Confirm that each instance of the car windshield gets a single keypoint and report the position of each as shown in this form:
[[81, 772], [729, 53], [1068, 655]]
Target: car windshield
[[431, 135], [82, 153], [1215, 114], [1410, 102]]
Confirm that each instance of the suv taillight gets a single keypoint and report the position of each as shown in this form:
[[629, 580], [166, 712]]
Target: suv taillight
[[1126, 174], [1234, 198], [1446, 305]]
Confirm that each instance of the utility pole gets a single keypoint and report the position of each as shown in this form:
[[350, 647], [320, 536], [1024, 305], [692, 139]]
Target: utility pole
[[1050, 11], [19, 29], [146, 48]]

════════

■ **Task goal**: Word for word, restate each of the records above.

■ **Task result**:
Confirm that each instance of the car windshield gets a single keypoint and report the position of each as shown in this form:
[[81, 772], [729, 53], [1068, 655]]
Target: car windshield
[[431, 135], [82, 153], [1215, 114], [1410, 102]]
Confirm that each instance of the suv taillight gets a single keypoint and report the position of each as shown in this form:
[[629, 580], [166, 712]]
Target: suv taillight
[[1126, 174], [1234, 198], [1446, 305]]
Confirm that each instance of the utility pole gets a single keypoint and report the position of each as shown in this form:
[[350, 647], [320, 536], [1024, 305], [692, 139]]
Target: utility pole
[[1050, 11], [19, 29], [146, 48]]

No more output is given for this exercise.